* Start Data section *

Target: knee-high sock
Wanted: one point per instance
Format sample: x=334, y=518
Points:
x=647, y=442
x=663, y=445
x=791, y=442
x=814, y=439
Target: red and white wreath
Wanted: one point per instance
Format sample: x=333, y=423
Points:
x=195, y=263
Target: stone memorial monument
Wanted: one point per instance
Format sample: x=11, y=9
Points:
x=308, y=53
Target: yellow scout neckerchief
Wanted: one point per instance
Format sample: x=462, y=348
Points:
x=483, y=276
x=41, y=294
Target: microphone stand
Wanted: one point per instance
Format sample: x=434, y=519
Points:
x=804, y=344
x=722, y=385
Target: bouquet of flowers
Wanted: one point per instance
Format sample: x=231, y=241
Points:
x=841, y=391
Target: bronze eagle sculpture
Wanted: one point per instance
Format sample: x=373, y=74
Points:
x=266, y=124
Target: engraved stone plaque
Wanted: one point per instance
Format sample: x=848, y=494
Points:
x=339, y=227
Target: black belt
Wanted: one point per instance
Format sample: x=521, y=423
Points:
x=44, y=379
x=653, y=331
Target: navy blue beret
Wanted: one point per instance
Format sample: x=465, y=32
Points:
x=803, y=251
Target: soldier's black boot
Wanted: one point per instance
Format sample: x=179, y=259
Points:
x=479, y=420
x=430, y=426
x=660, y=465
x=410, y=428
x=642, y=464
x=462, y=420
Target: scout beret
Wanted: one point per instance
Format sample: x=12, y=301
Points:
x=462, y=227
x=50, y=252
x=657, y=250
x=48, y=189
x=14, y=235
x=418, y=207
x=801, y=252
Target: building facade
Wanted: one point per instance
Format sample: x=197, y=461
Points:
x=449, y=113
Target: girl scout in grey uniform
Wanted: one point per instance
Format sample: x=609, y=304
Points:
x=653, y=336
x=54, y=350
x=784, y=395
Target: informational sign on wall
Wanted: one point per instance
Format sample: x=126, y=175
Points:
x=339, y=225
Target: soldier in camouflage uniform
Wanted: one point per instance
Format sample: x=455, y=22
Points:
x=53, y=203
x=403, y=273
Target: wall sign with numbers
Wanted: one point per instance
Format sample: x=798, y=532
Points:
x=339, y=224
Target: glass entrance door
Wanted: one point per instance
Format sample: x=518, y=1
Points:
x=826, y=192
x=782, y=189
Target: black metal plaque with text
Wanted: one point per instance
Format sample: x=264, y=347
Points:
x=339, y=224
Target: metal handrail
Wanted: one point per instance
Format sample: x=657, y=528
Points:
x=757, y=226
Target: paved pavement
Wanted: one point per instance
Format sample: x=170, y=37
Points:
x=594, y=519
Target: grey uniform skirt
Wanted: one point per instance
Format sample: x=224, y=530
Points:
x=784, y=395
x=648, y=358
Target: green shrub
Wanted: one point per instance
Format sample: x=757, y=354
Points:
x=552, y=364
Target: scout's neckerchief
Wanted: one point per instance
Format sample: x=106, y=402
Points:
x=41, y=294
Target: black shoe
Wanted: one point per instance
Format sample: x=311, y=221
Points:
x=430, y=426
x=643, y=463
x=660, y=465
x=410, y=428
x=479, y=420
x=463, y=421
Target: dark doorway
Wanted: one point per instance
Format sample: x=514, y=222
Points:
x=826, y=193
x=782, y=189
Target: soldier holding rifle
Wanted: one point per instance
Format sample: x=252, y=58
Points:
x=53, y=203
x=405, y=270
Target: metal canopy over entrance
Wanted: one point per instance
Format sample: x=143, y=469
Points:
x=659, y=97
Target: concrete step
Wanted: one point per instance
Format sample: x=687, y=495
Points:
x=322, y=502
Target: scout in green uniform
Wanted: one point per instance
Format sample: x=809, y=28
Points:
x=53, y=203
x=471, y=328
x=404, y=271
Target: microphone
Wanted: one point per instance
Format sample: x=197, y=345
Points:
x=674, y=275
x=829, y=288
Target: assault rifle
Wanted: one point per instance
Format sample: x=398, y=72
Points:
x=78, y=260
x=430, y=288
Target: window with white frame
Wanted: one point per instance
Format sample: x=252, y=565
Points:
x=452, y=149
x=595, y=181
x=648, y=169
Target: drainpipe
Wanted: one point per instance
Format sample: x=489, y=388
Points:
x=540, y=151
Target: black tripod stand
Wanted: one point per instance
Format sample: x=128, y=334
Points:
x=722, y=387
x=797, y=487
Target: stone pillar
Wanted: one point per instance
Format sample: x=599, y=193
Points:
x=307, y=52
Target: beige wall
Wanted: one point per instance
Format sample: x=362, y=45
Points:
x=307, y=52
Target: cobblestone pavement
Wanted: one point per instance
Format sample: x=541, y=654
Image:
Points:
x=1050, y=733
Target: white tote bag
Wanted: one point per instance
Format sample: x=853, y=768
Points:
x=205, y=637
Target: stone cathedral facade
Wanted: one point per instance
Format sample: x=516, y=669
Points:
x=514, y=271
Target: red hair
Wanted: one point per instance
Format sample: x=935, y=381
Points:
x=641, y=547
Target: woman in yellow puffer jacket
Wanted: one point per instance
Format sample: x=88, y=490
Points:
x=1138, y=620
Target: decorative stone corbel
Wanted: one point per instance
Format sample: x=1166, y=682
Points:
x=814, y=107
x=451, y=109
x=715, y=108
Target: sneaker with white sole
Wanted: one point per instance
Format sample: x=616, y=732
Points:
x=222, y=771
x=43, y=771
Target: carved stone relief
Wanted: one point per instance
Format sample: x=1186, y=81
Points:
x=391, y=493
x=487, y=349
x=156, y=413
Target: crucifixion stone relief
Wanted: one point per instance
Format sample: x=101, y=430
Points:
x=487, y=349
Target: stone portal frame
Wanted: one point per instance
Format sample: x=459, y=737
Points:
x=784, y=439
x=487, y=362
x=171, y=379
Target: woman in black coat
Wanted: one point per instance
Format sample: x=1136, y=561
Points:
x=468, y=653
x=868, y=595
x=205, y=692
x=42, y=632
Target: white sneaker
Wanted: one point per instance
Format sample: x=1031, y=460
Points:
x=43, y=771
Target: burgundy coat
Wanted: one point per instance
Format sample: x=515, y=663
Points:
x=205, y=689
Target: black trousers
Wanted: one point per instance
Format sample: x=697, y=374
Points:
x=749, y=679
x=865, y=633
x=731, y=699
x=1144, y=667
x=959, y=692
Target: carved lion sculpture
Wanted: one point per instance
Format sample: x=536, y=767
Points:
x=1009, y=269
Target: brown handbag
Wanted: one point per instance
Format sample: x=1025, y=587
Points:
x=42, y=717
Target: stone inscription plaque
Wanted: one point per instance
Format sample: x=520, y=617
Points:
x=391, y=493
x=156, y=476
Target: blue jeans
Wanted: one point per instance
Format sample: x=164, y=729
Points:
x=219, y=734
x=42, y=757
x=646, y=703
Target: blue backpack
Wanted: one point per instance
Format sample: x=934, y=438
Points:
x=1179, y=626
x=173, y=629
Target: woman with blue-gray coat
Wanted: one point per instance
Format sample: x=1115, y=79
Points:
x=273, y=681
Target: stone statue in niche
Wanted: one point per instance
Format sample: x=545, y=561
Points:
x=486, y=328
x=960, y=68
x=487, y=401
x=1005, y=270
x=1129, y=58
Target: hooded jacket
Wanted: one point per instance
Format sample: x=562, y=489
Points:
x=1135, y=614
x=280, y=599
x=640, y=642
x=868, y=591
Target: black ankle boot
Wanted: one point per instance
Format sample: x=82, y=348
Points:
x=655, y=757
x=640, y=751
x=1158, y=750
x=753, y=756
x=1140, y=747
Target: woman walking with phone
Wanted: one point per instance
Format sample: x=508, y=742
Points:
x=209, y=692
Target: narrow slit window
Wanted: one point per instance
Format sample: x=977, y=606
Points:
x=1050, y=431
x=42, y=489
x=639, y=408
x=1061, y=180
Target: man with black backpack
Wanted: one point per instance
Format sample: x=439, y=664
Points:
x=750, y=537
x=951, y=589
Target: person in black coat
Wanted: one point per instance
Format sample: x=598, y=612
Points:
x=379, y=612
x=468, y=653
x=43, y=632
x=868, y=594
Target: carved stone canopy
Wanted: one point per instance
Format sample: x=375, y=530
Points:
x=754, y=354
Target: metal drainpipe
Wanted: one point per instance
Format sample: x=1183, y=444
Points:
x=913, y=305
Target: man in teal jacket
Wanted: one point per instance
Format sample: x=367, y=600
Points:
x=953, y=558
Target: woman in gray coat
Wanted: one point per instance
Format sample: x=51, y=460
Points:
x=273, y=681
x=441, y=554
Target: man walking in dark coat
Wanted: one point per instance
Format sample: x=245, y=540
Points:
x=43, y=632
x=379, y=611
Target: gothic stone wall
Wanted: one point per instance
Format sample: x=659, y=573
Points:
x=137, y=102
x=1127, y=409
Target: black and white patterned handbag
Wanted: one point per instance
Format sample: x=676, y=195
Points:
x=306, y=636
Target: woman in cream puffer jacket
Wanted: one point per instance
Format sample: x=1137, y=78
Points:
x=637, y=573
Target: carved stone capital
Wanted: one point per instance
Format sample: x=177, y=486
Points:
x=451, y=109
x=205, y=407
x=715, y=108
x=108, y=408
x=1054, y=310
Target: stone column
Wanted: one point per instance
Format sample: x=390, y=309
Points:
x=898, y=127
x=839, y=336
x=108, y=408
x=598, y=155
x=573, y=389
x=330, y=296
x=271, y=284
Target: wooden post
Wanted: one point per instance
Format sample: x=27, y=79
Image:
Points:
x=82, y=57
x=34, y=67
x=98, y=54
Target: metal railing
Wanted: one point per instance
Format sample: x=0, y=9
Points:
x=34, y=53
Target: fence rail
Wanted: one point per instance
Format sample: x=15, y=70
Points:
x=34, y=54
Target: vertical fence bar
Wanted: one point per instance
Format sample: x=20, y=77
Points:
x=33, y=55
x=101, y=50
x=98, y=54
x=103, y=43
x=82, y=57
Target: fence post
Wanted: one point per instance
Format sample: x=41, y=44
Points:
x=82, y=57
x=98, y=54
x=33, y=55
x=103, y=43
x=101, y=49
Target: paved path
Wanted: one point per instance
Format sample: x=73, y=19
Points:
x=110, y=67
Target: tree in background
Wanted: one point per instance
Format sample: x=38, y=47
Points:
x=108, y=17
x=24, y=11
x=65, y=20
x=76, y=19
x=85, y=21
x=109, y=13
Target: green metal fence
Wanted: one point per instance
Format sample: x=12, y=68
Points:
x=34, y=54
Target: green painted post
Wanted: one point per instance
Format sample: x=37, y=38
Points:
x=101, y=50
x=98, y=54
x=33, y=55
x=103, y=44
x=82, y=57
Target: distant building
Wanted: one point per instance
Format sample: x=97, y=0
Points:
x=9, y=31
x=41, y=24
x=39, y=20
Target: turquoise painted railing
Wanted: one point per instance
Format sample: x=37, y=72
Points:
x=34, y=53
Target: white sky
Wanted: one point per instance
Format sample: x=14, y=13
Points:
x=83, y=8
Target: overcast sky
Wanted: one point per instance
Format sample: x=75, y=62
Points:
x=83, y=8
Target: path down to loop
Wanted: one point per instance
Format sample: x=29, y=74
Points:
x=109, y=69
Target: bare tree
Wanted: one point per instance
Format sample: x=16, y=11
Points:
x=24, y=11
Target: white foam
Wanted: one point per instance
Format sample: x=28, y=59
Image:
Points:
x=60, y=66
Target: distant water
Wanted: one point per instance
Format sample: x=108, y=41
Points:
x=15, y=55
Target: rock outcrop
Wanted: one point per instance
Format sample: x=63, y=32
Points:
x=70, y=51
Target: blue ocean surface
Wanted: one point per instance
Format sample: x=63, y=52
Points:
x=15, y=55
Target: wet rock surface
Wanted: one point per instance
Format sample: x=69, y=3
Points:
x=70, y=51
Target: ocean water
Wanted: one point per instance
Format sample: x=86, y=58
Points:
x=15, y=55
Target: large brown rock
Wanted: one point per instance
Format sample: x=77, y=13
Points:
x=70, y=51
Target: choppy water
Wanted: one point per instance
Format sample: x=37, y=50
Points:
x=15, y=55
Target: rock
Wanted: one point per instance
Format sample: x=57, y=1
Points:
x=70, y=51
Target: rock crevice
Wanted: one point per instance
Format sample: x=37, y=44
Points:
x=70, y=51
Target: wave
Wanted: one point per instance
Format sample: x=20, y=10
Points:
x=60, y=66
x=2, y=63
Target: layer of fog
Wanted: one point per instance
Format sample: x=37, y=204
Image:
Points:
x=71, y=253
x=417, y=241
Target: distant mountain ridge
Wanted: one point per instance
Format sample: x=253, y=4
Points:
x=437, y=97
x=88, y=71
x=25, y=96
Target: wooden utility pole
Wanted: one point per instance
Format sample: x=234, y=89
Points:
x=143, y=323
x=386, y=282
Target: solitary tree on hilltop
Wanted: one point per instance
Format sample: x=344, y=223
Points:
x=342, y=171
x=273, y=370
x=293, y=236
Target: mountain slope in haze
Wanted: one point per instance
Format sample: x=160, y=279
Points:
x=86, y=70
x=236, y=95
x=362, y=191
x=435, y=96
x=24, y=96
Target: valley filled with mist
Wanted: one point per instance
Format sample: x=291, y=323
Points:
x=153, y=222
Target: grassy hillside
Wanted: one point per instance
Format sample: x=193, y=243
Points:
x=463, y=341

* End Data section *

◆ The request: Starting at the line that contains "Target: rock outcrop", write out every line to the end of the entries, exactly as given.

◆ Answer below:
Target: rock outcrop
Wanted: one point per instance
Format sample: x=63, y=32
Points:
x=70, y=51
Target: blue ocean surface
Wanted: one point per instance
Format sample: x=63, y=52
Points:
x=15, y=55
Target: wet rock surface
Wanted: one point per instance
Format sample: x=69, y=3
Points:
x=70, y=51
Target: ocean water
Wanted: one point per instance
Format sample: x=86, y=58
Points:
x=15, y=55
Target: large brown rock
Wanted: one point per instance
Format sample: x=77, y=13
Points:
x=70, y=51
Target: choppy water
Wanted: one point per instance
Format sample: x=37, y=50
Points:
x=15, y=55
Target: rock
Wanted: one point per instance
Format sample: x=57, y=1
Points:
x=70, y=51
Target: rock crevice
Wanted: one point per instance
Format sample: x=37, y=44
Points:
x=70, y=51
Target: wave
Wanted: one point per instance
Format sample: x=20, y=10
Points:
x=60, y=66
x=2, y=63
Target: layer of fog
Wanted: one point per instance
Format sample: x=37, y=204
Image:
Points:
x=71, y=253
x=417, y=241
Target: distant mountain ridge
Wanted: one point per instance
Format sample: x=253, y=4
Points:
x=437, y=97
x=88, y=71
x=25, y=96
Target: wooden utility pole
Wanted: one point per instance
Format sample: x=234, y=89
Points:
x=143, y=323
x=386, y=282
Target: solitary tree on hilltop
Wanted: one point per instance
Format sample: x=344, y=223
Points:
x=342, y=171
x=273, y=370
x=293, y=236
Target: mountain slope in haze
Wanted: one point per instance
Format sample: x=160, y=279
Points:
x=86, y=70
x=236, y=95
x=362, y=191
x=435, y=96
x=24, y=96
Target: valley filled with mist
Wanted: one point per instance
Format sample: x=291, y=323
Points:
x=153, y=222
Target: grassy hillside
Wanted: one point per instance
Format sample: x=193, y=243
Points:
x=463, y=341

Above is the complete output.